LISTING:
● ● ●

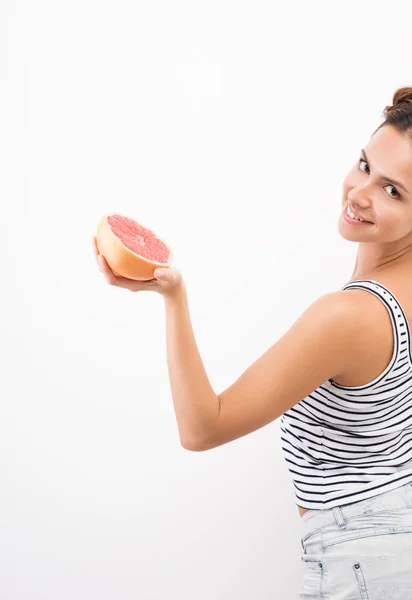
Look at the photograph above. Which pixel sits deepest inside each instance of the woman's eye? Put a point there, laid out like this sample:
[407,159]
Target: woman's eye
[361,160]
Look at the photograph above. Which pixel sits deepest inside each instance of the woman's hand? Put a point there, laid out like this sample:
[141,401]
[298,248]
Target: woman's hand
[167,281]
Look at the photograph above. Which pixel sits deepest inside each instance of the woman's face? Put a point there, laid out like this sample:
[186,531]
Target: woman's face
[368,189]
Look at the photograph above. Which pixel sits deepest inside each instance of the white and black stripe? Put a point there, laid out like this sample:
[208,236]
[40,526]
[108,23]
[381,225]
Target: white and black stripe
[345,444]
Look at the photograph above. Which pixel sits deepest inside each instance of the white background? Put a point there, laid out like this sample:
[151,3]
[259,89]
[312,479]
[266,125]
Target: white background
[228,127]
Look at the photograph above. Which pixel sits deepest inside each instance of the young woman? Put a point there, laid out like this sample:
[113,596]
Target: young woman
[340,379]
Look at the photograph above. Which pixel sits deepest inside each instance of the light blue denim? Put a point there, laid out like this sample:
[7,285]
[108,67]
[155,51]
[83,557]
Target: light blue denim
[359,551]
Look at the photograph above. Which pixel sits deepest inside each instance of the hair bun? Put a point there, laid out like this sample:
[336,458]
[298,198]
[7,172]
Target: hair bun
[401,98]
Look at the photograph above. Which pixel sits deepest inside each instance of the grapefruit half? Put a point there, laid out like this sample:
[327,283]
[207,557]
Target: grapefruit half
[131,249]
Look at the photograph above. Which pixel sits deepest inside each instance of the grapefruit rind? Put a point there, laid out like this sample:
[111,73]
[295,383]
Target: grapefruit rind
[121,259]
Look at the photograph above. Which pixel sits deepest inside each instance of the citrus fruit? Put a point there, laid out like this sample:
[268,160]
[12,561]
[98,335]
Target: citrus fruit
[130,249]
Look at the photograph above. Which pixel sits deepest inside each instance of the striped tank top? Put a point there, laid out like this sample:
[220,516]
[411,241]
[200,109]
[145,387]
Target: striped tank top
[345,444]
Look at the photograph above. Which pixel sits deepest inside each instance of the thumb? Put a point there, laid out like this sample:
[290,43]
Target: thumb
[161,274]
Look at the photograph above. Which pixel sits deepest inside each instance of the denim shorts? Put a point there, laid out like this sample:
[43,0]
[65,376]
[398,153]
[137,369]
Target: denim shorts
[359,551]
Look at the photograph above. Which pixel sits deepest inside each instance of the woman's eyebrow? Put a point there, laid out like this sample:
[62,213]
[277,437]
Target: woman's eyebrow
[393,181]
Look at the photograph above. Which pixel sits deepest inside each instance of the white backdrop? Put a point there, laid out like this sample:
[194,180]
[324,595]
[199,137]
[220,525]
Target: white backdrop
[228,127]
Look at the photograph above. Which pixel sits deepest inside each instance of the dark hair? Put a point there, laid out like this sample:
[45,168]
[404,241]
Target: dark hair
[399,114]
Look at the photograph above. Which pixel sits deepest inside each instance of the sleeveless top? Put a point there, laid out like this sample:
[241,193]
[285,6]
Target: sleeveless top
[345,444]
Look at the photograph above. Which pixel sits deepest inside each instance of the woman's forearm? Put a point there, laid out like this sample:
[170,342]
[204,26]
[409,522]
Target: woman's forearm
[196,404]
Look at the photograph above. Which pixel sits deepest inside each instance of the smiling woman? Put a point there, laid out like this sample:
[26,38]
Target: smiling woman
[340,380]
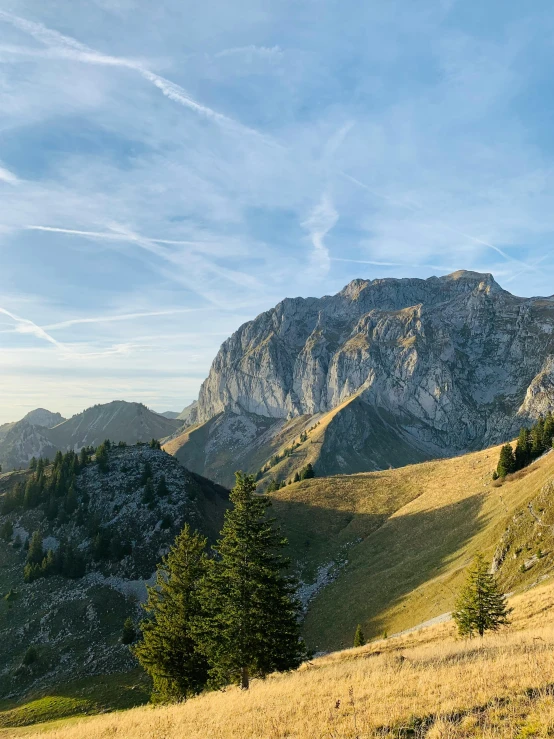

● ● ●

TASK STATEMENT:
Pick out every line of the records above that contains the word "half", and copy each one. Case counts.

REPLY TO THE TASK:
Look at the photograph above. Which pixel sits deepest inside each instance of the grapefruit half? Put a point there, laid out like this sample:
Target: grapefruit half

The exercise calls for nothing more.